▸ Given records:
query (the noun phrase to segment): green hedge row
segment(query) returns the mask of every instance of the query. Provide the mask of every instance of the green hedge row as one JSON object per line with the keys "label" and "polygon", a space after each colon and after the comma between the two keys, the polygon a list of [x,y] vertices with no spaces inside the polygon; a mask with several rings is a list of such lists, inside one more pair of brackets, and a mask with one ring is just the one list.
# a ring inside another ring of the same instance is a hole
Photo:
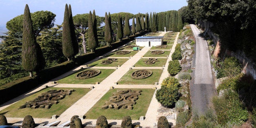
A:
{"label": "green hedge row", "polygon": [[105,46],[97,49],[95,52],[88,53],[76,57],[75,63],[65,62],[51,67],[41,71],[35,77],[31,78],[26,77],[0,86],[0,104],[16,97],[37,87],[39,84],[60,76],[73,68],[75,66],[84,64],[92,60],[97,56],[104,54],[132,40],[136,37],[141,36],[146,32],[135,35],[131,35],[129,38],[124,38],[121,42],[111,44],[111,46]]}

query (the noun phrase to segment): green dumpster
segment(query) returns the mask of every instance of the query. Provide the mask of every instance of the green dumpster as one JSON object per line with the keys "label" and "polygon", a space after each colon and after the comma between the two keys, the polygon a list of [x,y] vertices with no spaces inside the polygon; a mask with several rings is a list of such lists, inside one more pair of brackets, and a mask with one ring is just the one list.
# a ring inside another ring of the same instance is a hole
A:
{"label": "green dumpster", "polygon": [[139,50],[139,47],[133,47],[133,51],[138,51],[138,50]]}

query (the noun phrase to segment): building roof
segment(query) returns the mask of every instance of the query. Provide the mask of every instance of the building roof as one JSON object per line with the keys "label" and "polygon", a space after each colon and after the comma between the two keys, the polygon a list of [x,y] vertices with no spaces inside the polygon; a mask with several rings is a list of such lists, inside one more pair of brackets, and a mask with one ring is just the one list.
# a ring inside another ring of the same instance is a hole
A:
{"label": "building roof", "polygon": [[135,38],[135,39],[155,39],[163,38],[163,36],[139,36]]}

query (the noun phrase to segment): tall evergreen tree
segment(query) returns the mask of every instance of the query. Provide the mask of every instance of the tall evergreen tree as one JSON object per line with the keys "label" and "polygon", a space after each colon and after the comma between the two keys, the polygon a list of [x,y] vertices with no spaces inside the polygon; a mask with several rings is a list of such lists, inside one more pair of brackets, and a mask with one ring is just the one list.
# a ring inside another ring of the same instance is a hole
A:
---
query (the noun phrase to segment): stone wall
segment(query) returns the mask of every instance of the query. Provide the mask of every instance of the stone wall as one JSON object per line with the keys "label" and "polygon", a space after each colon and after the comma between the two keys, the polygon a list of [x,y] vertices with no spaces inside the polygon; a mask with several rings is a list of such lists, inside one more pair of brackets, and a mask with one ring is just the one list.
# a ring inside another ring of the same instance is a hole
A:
...
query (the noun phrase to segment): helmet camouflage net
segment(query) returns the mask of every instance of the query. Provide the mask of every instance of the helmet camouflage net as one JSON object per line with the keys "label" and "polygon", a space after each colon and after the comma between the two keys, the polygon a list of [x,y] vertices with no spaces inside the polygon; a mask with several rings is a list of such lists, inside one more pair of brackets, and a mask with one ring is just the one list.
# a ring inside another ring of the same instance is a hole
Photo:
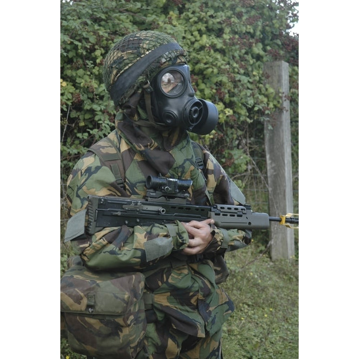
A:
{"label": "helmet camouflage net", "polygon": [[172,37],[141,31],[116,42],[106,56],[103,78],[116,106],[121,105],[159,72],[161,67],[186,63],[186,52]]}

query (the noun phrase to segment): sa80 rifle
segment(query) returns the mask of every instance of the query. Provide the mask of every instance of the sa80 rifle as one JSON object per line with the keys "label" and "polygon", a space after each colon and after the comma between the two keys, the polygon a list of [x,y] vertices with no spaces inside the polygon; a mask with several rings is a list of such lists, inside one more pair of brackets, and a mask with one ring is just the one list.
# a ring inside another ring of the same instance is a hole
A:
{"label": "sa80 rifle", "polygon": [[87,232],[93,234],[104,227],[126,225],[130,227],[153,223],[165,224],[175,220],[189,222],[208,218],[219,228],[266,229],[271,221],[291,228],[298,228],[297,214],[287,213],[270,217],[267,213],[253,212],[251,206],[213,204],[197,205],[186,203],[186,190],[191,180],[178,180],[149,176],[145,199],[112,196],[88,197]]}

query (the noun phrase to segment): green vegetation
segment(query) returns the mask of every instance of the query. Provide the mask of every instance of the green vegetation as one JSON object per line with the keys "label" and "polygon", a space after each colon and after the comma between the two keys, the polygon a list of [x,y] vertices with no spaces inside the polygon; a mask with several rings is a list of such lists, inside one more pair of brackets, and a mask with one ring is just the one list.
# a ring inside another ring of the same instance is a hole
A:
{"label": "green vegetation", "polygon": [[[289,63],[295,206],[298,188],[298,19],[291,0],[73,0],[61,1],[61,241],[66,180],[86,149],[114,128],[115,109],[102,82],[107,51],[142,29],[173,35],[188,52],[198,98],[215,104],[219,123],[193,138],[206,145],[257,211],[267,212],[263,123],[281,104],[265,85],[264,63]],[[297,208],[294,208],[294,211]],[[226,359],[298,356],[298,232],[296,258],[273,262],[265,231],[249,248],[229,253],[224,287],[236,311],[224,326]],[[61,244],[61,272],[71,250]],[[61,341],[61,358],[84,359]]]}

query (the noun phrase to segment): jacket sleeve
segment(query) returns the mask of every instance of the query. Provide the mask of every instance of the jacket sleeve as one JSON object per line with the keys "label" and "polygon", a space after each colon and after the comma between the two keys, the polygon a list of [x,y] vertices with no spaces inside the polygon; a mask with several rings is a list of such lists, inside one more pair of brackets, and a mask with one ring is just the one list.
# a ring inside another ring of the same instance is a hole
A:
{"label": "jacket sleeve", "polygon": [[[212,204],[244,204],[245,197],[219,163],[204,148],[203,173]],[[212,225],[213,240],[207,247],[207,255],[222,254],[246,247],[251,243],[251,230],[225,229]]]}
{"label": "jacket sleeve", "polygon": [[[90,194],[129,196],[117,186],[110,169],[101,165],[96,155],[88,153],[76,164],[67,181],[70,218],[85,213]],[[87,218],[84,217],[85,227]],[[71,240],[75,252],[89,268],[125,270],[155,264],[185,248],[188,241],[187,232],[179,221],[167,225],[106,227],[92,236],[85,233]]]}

▸ Set problem: Can you format the data lines between the one containing "query (the noun phrase to segment): green hedge" and the one containing "the green hedge", inclusive, as a Markdown table with a Row column for the row number and a Line column for the line's text, leaving out blank lines?

▸ Response to the exercise:
| Row | Line |
|---|---|
| 1 | query (the noun phrase to segment): green hedge row |
| 2 | segment(query) returns the mask of every instance of the query. Provide the mask of every instance of the green hedge row as one JSON object per line with the keys "label" and "polygon", a space after each colon and after the comma between the two keys, the polygon a list of [x,y] vertices with no spaces inside the polygon; a mask with several rings is a list of such lists, inside one more pair of brackets, and a mask with one ring is just the one list. |